__WHAT YOU ARE ASKED TO DO__
Restate the entries below verbatim.

Labeled-object pointing entries:
══════

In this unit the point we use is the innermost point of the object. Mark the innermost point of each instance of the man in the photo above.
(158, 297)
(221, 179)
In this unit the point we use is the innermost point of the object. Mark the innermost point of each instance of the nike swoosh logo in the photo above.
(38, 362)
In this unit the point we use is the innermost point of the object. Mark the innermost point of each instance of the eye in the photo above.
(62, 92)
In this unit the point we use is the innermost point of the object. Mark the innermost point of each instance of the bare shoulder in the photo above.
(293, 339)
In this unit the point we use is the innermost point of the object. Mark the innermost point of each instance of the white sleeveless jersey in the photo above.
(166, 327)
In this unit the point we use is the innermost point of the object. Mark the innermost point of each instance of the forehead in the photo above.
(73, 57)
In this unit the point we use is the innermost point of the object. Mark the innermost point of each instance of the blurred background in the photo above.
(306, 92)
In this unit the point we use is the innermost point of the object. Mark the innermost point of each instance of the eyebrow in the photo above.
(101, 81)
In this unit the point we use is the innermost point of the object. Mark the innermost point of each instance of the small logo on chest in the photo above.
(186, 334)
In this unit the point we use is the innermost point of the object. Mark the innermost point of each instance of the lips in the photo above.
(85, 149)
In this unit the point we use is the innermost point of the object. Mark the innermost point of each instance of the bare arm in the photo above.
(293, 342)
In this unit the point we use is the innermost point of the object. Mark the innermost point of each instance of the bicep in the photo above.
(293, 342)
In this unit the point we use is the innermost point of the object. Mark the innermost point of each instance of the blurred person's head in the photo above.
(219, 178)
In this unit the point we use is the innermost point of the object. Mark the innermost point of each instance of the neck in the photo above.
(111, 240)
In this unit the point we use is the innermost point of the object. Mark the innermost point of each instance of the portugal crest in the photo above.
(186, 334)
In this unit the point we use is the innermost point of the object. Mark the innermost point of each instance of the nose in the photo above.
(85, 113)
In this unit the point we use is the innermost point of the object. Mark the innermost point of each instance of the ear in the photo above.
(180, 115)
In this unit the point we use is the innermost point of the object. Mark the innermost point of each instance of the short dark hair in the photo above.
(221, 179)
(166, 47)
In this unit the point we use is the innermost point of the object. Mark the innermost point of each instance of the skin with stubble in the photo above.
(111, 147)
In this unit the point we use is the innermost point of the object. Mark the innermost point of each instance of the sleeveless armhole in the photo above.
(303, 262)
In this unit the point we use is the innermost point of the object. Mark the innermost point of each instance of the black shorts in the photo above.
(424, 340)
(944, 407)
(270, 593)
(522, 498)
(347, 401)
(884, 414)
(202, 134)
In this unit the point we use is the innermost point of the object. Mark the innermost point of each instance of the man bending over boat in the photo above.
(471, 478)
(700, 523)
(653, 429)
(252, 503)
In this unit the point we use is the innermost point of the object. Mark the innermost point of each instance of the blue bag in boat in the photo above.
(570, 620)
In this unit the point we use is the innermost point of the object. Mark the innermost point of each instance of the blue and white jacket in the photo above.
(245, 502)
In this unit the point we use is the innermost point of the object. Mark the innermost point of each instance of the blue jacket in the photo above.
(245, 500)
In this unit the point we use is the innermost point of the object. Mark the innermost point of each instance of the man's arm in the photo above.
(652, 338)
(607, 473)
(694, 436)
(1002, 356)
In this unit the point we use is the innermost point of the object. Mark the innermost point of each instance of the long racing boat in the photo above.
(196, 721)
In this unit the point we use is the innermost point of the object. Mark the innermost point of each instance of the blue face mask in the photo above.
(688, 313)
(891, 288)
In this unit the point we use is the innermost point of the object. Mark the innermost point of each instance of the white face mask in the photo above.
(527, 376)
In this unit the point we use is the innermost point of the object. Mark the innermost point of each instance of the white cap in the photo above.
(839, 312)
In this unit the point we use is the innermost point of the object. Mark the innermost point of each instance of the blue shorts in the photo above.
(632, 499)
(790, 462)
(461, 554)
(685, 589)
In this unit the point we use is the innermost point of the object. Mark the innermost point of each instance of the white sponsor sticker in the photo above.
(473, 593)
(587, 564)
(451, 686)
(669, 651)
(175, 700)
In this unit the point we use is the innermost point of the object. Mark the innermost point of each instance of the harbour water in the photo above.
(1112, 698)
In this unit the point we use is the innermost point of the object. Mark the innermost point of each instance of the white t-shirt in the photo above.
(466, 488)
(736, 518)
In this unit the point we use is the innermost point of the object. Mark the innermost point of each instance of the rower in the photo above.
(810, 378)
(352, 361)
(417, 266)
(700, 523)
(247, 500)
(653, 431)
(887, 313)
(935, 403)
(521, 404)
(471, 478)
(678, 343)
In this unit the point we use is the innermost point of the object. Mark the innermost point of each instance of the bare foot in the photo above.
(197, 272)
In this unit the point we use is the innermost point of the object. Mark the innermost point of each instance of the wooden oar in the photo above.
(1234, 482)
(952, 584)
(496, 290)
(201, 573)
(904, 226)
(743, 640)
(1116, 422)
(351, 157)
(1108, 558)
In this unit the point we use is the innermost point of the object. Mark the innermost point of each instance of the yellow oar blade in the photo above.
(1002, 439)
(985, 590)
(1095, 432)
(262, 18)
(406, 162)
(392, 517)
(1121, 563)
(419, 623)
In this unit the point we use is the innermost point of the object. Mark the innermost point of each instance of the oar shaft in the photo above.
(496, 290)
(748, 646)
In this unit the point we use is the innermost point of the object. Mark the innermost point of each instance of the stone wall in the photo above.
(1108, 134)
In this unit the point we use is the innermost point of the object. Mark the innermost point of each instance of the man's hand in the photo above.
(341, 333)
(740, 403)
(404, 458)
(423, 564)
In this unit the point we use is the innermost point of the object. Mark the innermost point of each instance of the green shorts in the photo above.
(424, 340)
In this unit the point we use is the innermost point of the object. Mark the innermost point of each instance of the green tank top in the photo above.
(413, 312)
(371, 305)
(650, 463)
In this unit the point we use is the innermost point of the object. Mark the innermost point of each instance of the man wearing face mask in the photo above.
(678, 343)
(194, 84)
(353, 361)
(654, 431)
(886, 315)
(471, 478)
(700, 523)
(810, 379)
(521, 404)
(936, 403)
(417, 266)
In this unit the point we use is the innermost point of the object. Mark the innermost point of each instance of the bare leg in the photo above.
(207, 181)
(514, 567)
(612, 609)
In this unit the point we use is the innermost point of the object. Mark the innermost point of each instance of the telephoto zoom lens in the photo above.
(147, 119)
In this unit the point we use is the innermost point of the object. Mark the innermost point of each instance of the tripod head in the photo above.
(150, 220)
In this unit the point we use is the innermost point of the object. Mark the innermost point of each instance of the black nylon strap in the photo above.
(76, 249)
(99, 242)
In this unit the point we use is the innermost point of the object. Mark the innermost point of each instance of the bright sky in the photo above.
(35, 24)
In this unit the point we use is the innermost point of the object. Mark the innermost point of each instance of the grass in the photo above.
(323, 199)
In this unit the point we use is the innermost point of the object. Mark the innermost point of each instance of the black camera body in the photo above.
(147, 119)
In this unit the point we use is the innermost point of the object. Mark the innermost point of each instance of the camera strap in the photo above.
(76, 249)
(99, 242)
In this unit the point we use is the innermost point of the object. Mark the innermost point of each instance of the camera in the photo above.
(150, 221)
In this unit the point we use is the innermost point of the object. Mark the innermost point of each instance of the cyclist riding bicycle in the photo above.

══════

__RESPONSE__
In this unit the point we use is the innermost point of the object. Mark the innermost point of each instance of the man in the photo above.
(158, 297)
(221, 179)
In this unit the point we use is the innermost point of the object. Mark the innermost point of each instance of the nike swoosh logo in the photo above.
(38, 362)
In this unit the point we use is the innermost point of the object. Mark the innermost point of each instance of the eye in the photo above.
(62, 92)
In this unit the point we use is the innermost point of the object. Mark the innermost point of each instance of the bare shoulder in the photo above.
(293, 339)
In this unit the point we use is the innermost point of the object. Mark the innermost point of each instance of the white sleeveless jersey in the photo above.
(166, 327)
In this unit the point we use is the innermost point of the object. Mark the innermost point of each instance of the forehead in the photo above.
(73, 57)
In this unit the point we use is the innermost point of the object. Mark the innermost point of each instance of the blurred background in the photo above.
(306, 92)
In this unit the point we use is the innermost point of the object. Mark the innermost point of each instance of the eyebrow in the photo above.
(101, 81)
In this unit the point we use is the innermost point of the object. Mark the innermost point of each instance of the small logo on chest in the photo above.
(186, 334)
In this unit the point we use is the innermost point of the object. Mark the innermost point of each instance of the lips in the photo above.
(85, 149)
In this unit the point we use is the innermost point of the object. Mark the innermost point of each instance of the bare arm in the photo above.
(293, 342)
In this unit the point we use is the innermost point of the object. Mark the innermost point of each instance of the bicep in the photo above.
(293, 342)
In this unit the point we use is the innermost point of the object. Mark the innermost point of each instance of the blurred person's head in the photo above.
(219, 178)
In this unit the point we use is the innermost point of the object. Mark the innermost point of each instance of the neck in the photo above.
(111, 240)
In this unit the point we use is the innermost point of the object. Mark the innermost point of each instance of the portugal crest in the photo above.
(186, 334)
In this unit the point we use is the innermost point of the object. Mark the innermost point of each instance of the nose in the photo above.
(85, 113)
In this unit the point we use is the innermost point of the object. Mark the innermost point of each instance of the ear in the photo above.
(180, 115)
In this unit the point we use is the innermost point of the object. Mark the innermost point of each instance of the short dark hair in the photo above.
(221, 179)
(166, 47)
In this unit the point we use is the innermost point of the object. Mark the innermost point of each instance of the skin with stubble in the photo above.
(111, 147)
In this unit the point we use is the innermost point of the object. Mark the innermost point of each instance of the sleeveless armhole in the photo above.
(303, 262)
In this unit the point we use is the innermost point of the object. Mark the innermost point of each instance of the black shorts in the photo above.
(424, 340)
(944, 407)
(270, 593)
(522, 498)
(347, 401)
(884, 414)
(202, 134)
In this unit the point we use is the innermost point of the object. Mark the innermost point of each instance of the man bending over boat in the photo above.
(471, 478)
(700, 523)
(653, 429)
(252, 503)
In this unit the point we use is the innermost point of the object. Mark the innermost point of each instance of the blue bag in boat in the photo above.
(570, 620)
In this unit the point we use is the innermost point of the object. Mark the innermost point of each instance of the blue and white jacket in the photo above.
(245, 502)
In this unit the point we use is the innermost point of the object. Mark the innermost point of each instance of the blue jacket in the photo above.
(245, 500)
In this unit the point we use is the innermost point of the object. Mark the innermost point of each instance of the man's arm in the photo above.
(652, 338)
(607, 473)
(694, 436)
(1002, 356)
In this unit the point we use is the innermost point of the object. Mark the innermost point of each instance of the long racing boat in the photo above.
(196, 721)
In this unit the point we use is the innermost point of the object. Mark the innermost point of each instance of the blue face mask in the photo above.
(688, 313)
(891, 288)
In this unit the point we use is the innermost point of the object. Mark the innermost point of each instance of the white face mask in the photo above.
(527, 376)
In this unit the point we use is the innermost point of the object. Mark the innermost point of each instance of the white cap in the photo above.
(839, 312)
In this unit the point we use is the innermost point of the object. Mark the innermost point of each instance of the blue shorts in the photo above.
(632, 499)
(790, 462)
(461, 554)
(685, 589)
In this unit the point we use is the innermost point of the object. Mark the innermost point of each instance of the white sponsor sticker in the photo above.
(473, 593)
(587, 564)
(451, 686)
(669, 651)
(175, 700)
In this unit the point we use is the innermost point of the object. Mark the innermost point of each instance of the harbour water in the photo above.
(1112, 698)
In this unit the point we use is the innermost point of the object. Mark the innermost point of each instance of the white t-shirt in the photo above.
(466, 488)
(736, 518)
In this unit the point we use is the innermost point of the object. Mark the innermost point of each instance of the rower in the photo above.
(810, 378)
(352, 361)
(417, 266)
(700, 523)
(247, 500)
(653, 431)
(887, 313)
(935, 403)
(521, 404)
(471, 478)
(678, 343)
In this unit the point we use is the innermost point of the object. Mark the innermost point of each instance of the bare foot in the photo above.
(197, 272)
In this unit the point we use is the innermost point of the object. Mark the innermost point of each instance of the wooden oar in the photo above.
(1234, 482)
(952, 584)
(496, 290)
(201, 573)
(904, 226)
(743, 640)
(1116, 422)
(351, 157)
(1108, 558)
In this unit the point we use is the innermost point of the object. Mark the innermost point of each instance of the yellow oar blade in the photo above.
(1002, 439)
(985, 590)
(1095, 432)
(262, 18)
(406, 162)
(392, 517)
(1121, 563)
(419, 623)
In this unit the point we use is the innermost point of the object. Mark the innermost point of each instance of the oar shaft in the photo above.
(496, 290)
(748, 646)
In this unit the point we use is the innermost point of the object. Mark the innermost point of each instance of the stone wall in the photo above.
(1108, 134)
In this unit the point we use is the innermost point of the object. Mark the innermost point of each instance of the man's hand in the photo above.
(341, 333)
(740, 403)
(404, 458)
(423, 564)
In this unit the point we use is the innermost point of the object. Mark the innermost point of each instance of the green shorts in the photo above.
(424, 340)
In this unit the point we use is the innermost point of the object. Mark the innermost point of each instance of the green tank top in the photo above.
(413, 312)
(371, 305)
(650, 463)
In this unit the point we use is the innermost point of the object. Mark the innermost point of each instance of the man wearing face mask in the photo above.
(678, 343)
(194, 84)
(353, 361)
(654, 431)
(886, 315)
(471, 478)
(700, 523)
(810, 379)
(521, 404)
(936, 403)
(417, 266)
In this unit the point we use is the innermost point of the object. Mark the innermost point of each instance of the bare leg in the photo above.
(207, 181)
(514, 567)
(612, 609)
In this unit the point we use is the innermost point of the object. Mark the innermost point of each instance of the telephoto zoom lens in the photo above.
(147, 119)
In this unit the point we use is the innermost point of the object. Mark the innermost point of each instance of the tripod head in the photo above.
(150, 220)
In this unit the point we use is the innermost point of the object. Mark the innermost point of each instance of the black nylon strap in the photo above.
(76, 249)
(99, 242)
In this unit the point we use is the innermost point of the object. Mark the innermost point of each instance of the bright sky in the photo above.
(35, 24)
In this unit the point we use is the innermost point of the object. Mark the innermost point of each instance of the grass in the photo above.
(323, 199)
In this unit the point we use is the innermost point of the object. Mark the innermost point of each instance of the black camera body in the photo above.
(147, 119)
In this unit the point we use is the innermost point of the object. Mark the innermost point of each instance of the camera strap in the photo above.
(76, 249)
(99, 242)
In this unit the point we use is the innermost point of the object. Mark the innermost point of each instance of the camera in the photo above.
(150, 221)
In this unit the point we use is the innermost point of the object. Mark the innermost point of each instance of the cyclist riding bicycle in the photo above.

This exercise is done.